>> begin Source data

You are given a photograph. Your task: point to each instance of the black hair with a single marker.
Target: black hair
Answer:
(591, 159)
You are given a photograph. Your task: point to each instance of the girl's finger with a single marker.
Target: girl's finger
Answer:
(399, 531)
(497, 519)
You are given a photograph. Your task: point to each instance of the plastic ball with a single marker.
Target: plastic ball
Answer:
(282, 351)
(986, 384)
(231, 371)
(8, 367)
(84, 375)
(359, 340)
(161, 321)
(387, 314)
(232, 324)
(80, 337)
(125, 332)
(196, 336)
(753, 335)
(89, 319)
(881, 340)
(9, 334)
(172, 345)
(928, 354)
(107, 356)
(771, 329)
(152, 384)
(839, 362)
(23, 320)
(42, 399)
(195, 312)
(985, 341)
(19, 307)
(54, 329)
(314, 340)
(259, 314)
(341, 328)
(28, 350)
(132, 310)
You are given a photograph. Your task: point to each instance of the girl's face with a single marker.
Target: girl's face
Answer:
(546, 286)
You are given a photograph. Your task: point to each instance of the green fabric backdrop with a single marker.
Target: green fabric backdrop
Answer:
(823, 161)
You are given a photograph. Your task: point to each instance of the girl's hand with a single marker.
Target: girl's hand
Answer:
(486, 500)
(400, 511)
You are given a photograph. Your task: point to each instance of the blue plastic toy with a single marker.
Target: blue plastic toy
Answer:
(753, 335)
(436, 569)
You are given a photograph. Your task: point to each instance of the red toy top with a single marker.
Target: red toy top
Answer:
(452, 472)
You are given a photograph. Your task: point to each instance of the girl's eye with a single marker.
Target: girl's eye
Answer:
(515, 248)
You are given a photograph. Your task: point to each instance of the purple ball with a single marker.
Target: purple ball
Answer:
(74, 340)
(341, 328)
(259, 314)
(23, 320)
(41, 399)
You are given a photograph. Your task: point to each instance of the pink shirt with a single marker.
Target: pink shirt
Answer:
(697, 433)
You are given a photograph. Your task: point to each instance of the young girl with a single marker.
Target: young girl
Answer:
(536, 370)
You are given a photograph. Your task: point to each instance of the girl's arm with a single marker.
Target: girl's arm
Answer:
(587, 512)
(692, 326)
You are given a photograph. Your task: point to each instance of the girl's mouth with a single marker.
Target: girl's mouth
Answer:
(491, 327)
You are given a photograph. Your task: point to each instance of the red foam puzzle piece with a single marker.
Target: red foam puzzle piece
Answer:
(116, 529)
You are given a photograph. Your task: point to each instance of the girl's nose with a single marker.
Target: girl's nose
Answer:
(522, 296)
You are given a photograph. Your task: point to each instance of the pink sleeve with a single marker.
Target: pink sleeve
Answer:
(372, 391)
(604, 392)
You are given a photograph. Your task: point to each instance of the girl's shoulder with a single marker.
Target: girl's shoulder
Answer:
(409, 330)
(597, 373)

>> end Source data

__Your objective__: Restate each of the entries above verbatim.

__Task result__:
You are given a photograph. Your task: point to each instance of the black hair with a single marker.
Target: black hair
Answer:
(591, 159)
You are given a photograph. Your task: point to each instance of the girl's finger with a single marker.
Target: girl's finger
Answer:
(399, 531)
(497, 519)
You are given a photograph. Your task: point to each instance of the plastic ball with a single marker.
Target: plastic ball
Answer:
(282, 351)
(986, 384)
(231, 371)
(8, 367)
(84, 375)
(359, 340)
(161, 321)
(387, 314)
(232, 324)
(80, 337)
(125, 332)
(196, 336)
(753, 335)
(89, 319)
(881, 340)
(9, 334)
(172, 345)
(928, 354)
(107, 356)
(771, 329)
(152, 384)
(839, 362)
(23, 320)
(42, 399)
(195, 312)
(985, 341)
(19, 307)
(54, 329)
(314, 340)
(259, 314)
(341, 328)
(28, 350)
(132, 310)
You are given a photograph. Your task: point to each instance of the girl's face with a single marker.
Target: girl's face
Answer:
(546, 286)
You are given a photograph. Your task: point to each instance of the green fabric backdrop with a single marker.
Target: green fabric backdrop
Answer:
(823, 161)
You are given a photograph. Your task: point to each instance of the girl's hand with a single marker.
Target: girl's hand
Answer:
(486, 500)
(400, 511)
You are given a photograph. Your task: point to each instance of the blue plastic toy with a single marker.
Target: blue plastic toy
Answer:
(753, 335)
(436, 569)
You are given a photograph. Your task: point to each instance of the red toy top with a single marker.
Target: red toy top
Answer:
(452, 472)
You are given a photograph. Your task: point to each instance of the girl's eye with a single marker.
Target: girl's eye
Answer:
(515, 248)
You are given a photograph. Your task: point to each instance of the purple ball with a single marker.
Target: purple ball
Answer:
(74, 340)
(341, 328)
(259, 314)
(23, 320)
(41, 399)
You are given a photograph. Your task: point to each instance of the pink shirt with a single marker.
Target: pink shirt
Answer:
(697, 433)
You are given a photograph. Your task: point to each instance of the young girl with a single marker.
Target: young girl
Answer:
(536, 370)
You are given a photograph. Your task: point to each instance of the girl's arm with a single marker.
Target: girl's arm
Answer:
(587, 512)
(692, 326)
You are given a photograph. Your task: point to each instance of the girl's mouth with a single marker.
Target: girl's mouth
Answer:
(491, 327)
You are given a photograph. Your task: point to each instance of the red foam puzzle piece with a single marker.
Target: red foam puzzle piece
Answer:
(116, 529)
You are given a photograph. Your task: point to each instance of the girl's nose with a single marker.
Target: girl's nose
Answer:
(522, 296)
You are given a photograph. Your task: point to each instance of the pink sleeve with a single marker.
Target: pink sleeve
Answer:
(372, 391)
(604, 392)
You are given a photograph. Your task: point to each instance of the girl's shoulder with a single marker.
Target: girl's shoulder
Answer:
(409, 330)
(597, 373)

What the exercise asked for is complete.